Exercise directions =>
Resume the forum discussion about NBA playoff prediction models, continuing after its final sentence.

Passage =>
-- -- --

It must be nice to have a job where you can never be wrong!
 #150586  by Don
 Tue Dec 21, 2010 7:46 pm
Here's what I think would be actually interesting, verifiable simluations. Say, take 60 games into the NBA season and use your model to project the playoff seedings. You got 3/4 of the season so that better be enough data, but there's still enough unknown left that you can't possibly just look at the current standings and say that's going to be the result.

It's ironic to note that the Celtics were well behind the Magics/Cavaliers in every statistical measure (+/-, win/loss, average point margin, whatever) of a *good* team last year and yet the guy who won the smackdown picked Celtics to win based on his instincts.
 #150607  by SineSwiper
 Thu Dec 23, 2010 8:45 pm
Don wrote:Hollinger's Playoff Odds has Miami Heat at 100.0% of making the playoffs earlier the season, and at some point it became 99.9% when they started losing a bunch. How can the system be right if you go from 100% to 99.9%? Yes it doesn't factor in injuries but no one on Miami got injuried during that stretch I think. Doesn't the fact that you predict the Miami Heat have a 100.0% chance to make the playoff at an earlier mark means there is no conceiveable way their chance to make the playoff is ever below 100% in the future (again, ignoring stuff like say LeBron and Wade both got injuried tomorrow which is clearly not modeled)? Otherwise what the heck are you simulating in these predictions? Lakers currently are projected to have a 99.9% chance to make the playoffs, but if they don't make it, is the simulation wrong? No, because it has a 0.1% chance of happening! So how can such a model can ever be proven false? You can't just load real life again and replay the same season a thousand times!

-- -- --

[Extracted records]
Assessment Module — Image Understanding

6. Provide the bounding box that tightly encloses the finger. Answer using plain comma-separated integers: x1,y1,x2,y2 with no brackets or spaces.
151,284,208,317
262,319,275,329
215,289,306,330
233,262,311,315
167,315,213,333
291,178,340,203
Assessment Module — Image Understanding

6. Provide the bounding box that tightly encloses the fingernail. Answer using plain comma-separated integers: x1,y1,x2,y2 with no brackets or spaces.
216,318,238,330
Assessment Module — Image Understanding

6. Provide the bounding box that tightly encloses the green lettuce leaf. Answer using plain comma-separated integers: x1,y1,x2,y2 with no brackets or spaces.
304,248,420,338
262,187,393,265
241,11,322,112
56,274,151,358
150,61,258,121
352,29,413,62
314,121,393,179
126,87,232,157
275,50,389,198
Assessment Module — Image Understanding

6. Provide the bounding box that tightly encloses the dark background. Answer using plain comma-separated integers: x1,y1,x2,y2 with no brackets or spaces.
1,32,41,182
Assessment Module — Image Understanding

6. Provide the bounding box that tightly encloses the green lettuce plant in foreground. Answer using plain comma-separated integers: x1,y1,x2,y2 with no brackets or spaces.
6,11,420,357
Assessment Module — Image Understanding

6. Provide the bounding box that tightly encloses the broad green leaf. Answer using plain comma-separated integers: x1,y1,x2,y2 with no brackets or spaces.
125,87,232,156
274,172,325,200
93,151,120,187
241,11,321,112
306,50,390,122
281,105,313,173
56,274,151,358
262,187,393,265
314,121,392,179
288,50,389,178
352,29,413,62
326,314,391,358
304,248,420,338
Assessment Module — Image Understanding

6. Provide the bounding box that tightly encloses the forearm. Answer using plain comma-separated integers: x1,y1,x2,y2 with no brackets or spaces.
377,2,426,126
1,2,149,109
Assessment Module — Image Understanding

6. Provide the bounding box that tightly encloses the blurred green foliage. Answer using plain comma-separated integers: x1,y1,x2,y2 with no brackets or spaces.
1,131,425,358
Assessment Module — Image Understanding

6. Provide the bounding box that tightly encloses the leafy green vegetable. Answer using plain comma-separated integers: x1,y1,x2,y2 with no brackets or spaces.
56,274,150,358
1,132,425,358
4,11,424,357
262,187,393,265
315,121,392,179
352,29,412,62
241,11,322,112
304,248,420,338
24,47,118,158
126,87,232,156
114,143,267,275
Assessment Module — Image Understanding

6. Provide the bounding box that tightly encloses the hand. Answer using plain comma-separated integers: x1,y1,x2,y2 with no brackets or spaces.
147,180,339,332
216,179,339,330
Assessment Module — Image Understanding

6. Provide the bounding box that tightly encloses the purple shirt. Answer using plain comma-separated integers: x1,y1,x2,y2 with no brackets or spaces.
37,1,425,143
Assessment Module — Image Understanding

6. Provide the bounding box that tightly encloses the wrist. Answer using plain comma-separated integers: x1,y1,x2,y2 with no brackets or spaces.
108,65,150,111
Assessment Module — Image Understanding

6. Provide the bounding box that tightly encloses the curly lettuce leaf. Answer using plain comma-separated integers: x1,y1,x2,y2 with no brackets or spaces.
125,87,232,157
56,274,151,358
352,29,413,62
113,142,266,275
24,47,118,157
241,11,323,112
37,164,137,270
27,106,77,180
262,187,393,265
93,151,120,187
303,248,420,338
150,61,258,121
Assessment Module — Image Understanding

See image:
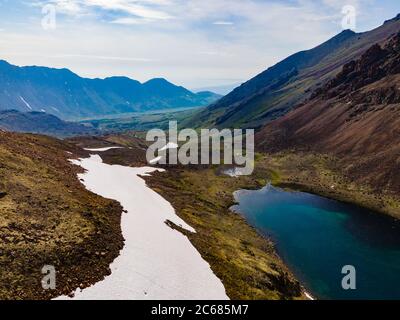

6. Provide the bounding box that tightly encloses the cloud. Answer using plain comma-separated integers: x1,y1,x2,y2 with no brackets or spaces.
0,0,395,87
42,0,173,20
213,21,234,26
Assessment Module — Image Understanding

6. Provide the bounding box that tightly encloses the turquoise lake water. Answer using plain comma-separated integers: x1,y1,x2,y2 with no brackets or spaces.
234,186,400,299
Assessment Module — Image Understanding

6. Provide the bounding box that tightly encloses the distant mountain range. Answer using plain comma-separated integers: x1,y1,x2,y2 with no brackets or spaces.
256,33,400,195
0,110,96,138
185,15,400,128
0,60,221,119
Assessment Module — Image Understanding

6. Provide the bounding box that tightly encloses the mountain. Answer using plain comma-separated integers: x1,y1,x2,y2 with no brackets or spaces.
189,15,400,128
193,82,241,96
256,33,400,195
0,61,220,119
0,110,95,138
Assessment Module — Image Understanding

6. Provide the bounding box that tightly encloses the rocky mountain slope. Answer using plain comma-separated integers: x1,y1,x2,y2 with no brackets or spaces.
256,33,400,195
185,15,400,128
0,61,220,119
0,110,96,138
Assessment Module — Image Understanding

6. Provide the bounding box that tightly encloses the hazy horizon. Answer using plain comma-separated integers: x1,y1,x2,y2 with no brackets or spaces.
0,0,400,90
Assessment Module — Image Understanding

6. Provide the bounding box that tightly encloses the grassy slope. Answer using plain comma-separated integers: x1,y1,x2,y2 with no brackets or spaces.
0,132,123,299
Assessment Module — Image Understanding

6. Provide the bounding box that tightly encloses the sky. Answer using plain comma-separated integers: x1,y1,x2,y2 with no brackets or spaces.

-- -- --

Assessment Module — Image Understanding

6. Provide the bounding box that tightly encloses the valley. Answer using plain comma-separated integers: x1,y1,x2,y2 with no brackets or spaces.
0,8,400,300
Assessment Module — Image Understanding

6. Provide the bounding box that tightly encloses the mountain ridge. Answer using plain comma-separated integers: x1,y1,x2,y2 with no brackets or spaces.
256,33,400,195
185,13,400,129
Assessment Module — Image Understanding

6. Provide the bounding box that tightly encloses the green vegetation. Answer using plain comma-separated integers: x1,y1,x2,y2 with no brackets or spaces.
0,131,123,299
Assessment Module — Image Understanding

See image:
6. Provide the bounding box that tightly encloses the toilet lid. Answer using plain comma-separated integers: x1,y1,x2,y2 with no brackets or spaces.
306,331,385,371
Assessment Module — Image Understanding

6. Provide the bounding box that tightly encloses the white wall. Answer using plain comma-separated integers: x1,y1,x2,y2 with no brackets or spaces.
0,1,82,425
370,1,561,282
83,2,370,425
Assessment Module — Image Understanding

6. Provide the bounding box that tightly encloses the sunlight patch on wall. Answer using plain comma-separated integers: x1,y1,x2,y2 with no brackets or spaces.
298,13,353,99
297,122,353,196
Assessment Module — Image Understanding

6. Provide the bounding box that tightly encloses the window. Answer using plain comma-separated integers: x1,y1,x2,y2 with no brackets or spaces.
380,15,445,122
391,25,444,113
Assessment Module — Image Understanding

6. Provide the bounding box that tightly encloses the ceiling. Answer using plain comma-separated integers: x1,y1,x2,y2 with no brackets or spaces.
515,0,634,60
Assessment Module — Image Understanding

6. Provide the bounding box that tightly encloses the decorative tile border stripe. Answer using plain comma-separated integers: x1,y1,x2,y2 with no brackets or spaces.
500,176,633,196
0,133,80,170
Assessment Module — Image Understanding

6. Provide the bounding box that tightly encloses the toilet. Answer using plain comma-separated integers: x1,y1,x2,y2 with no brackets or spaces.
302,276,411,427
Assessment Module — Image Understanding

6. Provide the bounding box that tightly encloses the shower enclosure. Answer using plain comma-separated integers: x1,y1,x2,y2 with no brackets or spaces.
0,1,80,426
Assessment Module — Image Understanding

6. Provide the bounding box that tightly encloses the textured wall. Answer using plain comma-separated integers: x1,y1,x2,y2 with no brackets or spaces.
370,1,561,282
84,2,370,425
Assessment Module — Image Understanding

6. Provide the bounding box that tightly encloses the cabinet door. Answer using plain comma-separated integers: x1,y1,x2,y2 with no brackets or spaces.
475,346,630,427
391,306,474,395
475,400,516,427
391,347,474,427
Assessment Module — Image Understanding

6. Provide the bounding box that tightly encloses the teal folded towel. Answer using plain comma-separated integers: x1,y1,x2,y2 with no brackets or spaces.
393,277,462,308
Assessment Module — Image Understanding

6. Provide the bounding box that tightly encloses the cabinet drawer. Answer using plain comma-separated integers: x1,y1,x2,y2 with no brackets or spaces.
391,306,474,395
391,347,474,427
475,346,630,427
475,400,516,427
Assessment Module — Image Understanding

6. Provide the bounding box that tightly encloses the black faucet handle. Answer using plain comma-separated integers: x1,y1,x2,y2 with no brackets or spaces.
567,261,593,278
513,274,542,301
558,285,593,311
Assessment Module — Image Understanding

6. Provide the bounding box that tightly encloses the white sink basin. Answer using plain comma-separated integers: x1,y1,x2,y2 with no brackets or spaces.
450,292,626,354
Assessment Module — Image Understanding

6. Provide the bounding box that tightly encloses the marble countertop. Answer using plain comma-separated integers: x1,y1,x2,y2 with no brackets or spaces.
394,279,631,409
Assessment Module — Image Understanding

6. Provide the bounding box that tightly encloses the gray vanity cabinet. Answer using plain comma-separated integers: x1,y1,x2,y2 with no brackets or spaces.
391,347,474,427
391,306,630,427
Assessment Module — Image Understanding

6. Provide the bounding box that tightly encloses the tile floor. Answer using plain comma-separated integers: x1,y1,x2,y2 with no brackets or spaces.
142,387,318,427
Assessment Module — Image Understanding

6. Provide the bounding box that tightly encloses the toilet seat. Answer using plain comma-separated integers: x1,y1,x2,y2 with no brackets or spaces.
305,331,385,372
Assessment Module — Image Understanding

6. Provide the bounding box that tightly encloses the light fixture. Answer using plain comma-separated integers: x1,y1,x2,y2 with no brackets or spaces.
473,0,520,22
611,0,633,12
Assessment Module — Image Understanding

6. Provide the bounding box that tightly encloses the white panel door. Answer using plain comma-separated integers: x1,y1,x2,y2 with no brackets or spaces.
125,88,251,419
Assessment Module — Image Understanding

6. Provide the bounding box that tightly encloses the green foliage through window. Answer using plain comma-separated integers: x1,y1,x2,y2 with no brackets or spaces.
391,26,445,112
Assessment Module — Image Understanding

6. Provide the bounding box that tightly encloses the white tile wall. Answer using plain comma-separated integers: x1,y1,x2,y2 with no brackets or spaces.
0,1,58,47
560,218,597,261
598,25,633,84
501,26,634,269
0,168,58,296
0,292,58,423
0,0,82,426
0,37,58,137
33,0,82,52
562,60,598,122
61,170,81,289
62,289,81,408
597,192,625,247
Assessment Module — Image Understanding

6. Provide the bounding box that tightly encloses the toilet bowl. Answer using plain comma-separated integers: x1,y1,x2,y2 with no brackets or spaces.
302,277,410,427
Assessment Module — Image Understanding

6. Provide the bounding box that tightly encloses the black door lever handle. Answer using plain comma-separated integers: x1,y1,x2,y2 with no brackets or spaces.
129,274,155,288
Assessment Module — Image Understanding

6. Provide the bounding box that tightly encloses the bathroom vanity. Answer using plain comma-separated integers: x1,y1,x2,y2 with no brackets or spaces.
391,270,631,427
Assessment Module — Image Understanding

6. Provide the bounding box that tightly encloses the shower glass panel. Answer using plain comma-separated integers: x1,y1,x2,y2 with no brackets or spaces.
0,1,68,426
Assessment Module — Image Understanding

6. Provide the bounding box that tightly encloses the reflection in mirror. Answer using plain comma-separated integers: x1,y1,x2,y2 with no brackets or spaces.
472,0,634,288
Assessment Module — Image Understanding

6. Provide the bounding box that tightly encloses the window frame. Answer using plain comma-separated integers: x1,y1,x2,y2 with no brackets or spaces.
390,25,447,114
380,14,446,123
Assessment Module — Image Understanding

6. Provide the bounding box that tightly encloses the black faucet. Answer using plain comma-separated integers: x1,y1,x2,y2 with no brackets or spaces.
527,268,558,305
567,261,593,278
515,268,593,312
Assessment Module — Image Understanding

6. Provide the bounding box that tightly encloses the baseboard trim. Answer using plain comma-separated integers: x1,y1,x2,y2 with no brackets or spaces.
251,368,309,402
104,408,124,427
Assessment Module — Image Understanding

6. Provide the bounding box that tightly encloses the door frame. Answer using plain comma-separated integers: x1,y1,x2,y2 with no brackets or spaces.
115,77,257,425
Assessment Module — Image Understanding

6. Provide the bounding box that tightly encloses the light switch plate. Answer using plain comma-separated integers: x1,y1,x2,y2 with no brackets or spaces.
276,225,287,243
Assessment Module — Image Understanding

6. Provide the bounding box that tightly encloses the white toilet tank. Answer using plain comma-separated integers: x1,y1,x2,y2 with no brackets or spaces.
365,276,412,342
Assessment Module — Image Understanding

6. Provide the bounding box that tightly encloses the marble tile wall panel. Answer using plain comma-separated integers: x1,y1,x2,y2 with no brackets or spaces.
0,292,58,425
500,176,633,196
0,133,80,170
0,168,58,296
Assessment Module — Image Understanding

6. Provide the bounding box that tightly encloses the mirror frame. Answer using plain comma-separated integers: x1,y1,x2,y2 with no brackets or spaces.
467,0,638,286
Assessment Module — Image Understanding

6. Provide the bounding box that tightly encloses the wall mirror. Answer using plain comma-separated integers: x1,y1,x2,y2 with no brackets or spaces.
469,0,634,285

-- -- --

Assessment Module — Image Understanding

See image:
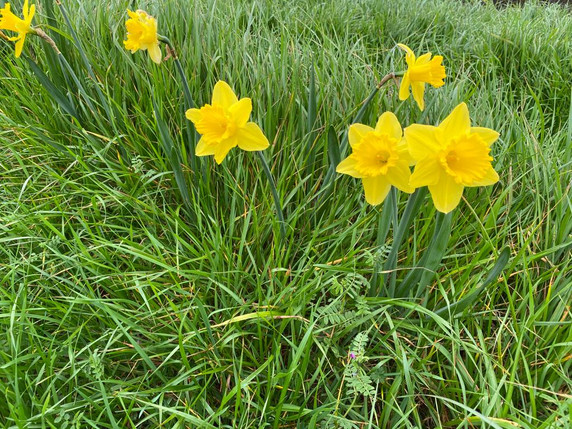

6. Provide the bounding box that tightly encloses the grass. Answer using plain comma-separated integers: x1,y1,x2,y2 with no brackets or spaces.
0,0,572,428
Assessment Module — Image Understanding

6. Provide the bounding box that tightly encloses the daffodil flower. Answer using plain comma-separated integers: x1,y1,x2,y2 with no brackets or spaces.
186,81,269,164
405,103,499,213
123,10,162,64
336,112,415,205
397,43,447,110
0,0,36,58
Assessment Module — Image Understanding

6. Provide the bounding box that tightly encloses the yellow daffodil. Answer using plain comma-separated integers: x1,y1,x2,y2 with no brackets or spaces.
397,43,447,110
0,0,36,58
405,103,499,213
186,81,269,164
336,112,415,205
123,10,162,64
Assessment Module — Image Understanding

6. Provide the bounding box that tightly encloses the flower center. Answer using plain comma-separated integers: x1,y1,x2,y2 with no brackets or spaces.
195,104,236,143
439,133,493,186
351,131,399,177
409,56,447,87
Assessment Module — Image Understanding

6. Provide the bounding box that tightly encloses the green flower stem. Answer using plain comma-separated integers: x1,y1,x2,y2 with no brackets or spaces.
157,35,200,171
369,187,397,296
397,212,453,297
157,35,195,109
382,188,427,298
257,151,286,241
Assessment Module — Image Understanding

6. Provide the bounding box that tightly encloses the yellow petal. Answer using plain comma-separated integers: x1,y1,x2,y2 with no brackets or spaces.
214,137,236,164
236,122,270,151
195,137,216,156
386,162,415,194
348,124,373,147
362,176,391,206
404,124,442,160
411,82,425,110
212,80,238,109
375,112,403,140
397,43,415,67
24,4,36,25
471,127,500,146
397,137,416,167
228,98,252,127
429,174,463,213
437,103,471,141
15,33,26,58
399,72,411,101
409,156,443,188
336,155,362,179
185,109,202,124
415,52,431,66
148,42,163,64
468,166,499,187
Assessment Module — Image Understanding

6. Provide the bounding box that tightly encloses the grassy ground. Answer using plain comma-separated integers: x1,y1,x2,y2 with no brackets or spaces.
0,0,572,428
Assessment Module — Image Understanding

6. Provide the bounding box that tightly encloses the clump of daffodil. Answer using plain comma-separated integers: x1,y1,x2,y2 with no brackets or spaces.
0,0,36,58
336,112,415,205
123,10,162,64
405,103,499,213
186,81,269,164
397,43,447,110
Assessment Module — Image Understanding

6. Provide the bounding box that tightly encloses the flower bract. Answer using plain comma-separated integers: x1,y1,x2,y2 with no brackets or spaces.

-- -- --

Task output =>
Such a system is already wrong, if it's making 100% anything in its predictions. It's possible that it's a rounding error, but it's definitely not 100%. Somebody could maim or kill every Lakers member, and then they wouldn't make it to the playoffs. Sure, it's beyond the realm of any reasonable possibility, but it's not 0%.

However, these type of systems are not based on single events, like you're saying. They are based on previous experience, of both the team and basketball in general. Because it's not pure mathematics, it's not an exact science. Not like, say, poker odds.

You have a 30.375% chance of making a flush on the turn or river, if you have a flush draw on the flop. No more, no less. The percentage is scientifically and mathematically provable. It is an exact fact. However, when you play the game and ten times out of ten you're not getting that flush, that doesn't mean that the percentage is wrong. It just means that you were unlucky those ten times. Poker has the advantage (and disadvantage) of random chance to obfuscate what would normally be a very predictable system. The fact is that it IS predictable, but the random element makes people think that it ISN'T predictable.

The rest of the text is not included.